Exercises to complete –
A - According to the profile of Hofesh Shechter, what award did Cult win at the Place Prize for Dance in 2004?
B - Rewrite the profile of Hofesh Shechter between "In a way, dance" and "Theatre in London.", inclusive, putting "guitar" in place of "percussion".

Page –

-*-

In a gorilla suit, one choreographer looks much like another, don’t you think? But Israel-born Hofesh Shechter, who appeared as a gorilla with a voice of doom in his early piece Cult, turned out to be one of the most distinctive dance-makers around. And looking back, you wonder if maybe that gorilla was key.
Cult was made for the Place Prize for Dance in 2004, where it won the audience award. The short, sharp piece featured six nattily dressed dancers, the women in sleek red cocktail dresses, the men in dapper suits. To a murky, multi-layered soundtrack of drones and pulses, they slashed and rolled, flicked wrists and juddered chests, writhed as if out of control and yet kept in synch as if in total command. And the gorilla? The gorilla just sat on a chair at the back, impassive, inscrutable, like a primal deity, both beast and god. The gorilla creeped you out a bit.
you had to wonder whether inside the choreographer there might live some kind of … gorilla?
Doubtless, the dance style was one of the work’s big attractions. There was a bruising buzz to its dynamics, an off-the-cuff virtuosity to the way the dancers mixed casual actions – wriggling, running, bopping – with daring dives and spins. But what got under your skin was something else: glimpses of a bigger picture in which humans – dancers, people, us – were just one part of a grander scheme, like notes within a larger music that also resounded with the beats of gods, animals and demons. And if that choreography came from inside Shechter, you had to wonder whether inside the choreographer there might live some kind of … gorilla?
“Everything I’ve experienced,” said Shechter in a 2009 interview with Guardian critic Judith Mackrell, “has left a mark on my work, and a lot of that experience has been about conflict, about struggling to make sense of things.” Born in Jerusalem in 1975, Hofesh Shechter was raised by his father after his mother left the family when he was two, leaving an emotional void that partly powered his 2009 piece The Art of Not Looking Back. At six, he began studying the piano, and later joined a youth folk-dance group (the rhythms and formations of folk dance still inform his work). At 15 he entered a performing arts academy as a pianist, but switched to dance. And then came statutory military service, a complete change of system that came as a complete shock to his system. “Suddenly,” he said, “I was put into an institution that was the complete opposite of democratic, where we were running and doing shooting practice all day, and we didn’t even get to decide when to go to the toilet. It felt like an electrical short circuit in my brain.” You can hear echoes of that blown fuse in his choreography, in which questions of freedom, order and conflict remain recurrent concerns.
In a way, dance saved him. He was moved from active training to clerical duty to undertake an apprenticeship with Israel’s leading contemporary dance compay, Batsheva, which he then joined. But he was still restless, and missed his music. He went to France to study music and played percussion in a rock group called the Human Beings. After an interval back in Tel Aviv, he returned to Europe in 2002, this time to London, where he soon went from playing drums to performing as a dancer with fellow Israeli Jasmin Vardimon. He made his first choreography, Fragments in 2003, which earned him the position of associate choreographer at The Place Theatre in London.

-*-

Data entries –
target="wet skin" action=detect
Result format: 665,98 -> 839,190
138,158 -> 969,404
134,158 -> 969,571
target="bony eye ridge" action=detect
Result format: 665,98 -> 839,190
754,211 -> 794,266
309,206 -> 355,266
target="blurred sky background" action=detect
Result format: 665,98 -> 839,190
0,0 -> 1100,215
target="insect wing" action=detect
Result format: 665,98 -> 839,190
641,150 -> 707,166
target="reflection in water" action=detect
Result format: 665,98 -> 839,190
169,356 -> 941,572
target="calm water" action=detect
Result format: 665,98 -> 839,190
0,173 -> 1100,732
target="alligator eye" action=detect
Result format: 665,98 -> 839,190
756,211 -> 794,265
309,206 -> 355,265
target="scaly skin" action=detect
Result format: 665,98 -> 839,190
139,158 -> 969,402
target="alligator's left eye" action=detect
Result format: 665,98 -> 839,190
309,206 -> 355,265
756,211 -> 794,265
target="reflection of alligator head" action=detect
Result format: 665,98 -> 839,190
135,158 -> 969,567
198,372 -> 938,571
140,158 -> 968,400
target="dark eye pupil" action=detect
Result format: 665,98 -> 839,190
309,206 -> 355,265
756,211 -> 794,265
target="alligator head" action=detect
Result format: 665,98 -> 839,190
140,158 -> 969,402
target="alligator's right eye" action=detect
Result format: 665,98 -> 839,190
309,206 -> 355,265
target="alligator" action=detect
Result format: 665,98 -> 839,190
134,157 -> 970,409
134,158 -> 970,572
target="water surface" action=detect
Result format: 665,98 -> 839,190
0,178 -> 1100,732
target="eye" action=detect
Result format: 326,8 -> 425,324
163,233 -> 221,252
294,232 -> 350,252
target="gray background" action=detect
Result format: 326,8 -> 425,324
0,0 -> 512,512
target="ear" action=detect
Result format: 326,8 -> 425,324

-*-

Responses to the exercise –
A - The audience award.

B -
In a way, dance saved him. He was moved from active training to clerical duty to undertake an apprenticeship with Israel’s leading contemporary dance compay, Batsheva, which he then joined. But he was still restless, and missed his music. He went to France to study music and played guitar in a rock group called the Human Beings. After an interval back in Tel Aviv, he returned to Europe in 2002, this time to London, where he soon went from playing drums to performing as a dancer with fellow Israeli Jasmin Vardimon. He made his first choreography, Fragments in 2003, which earned him the position of associate choreographer at The Place Theatre in London.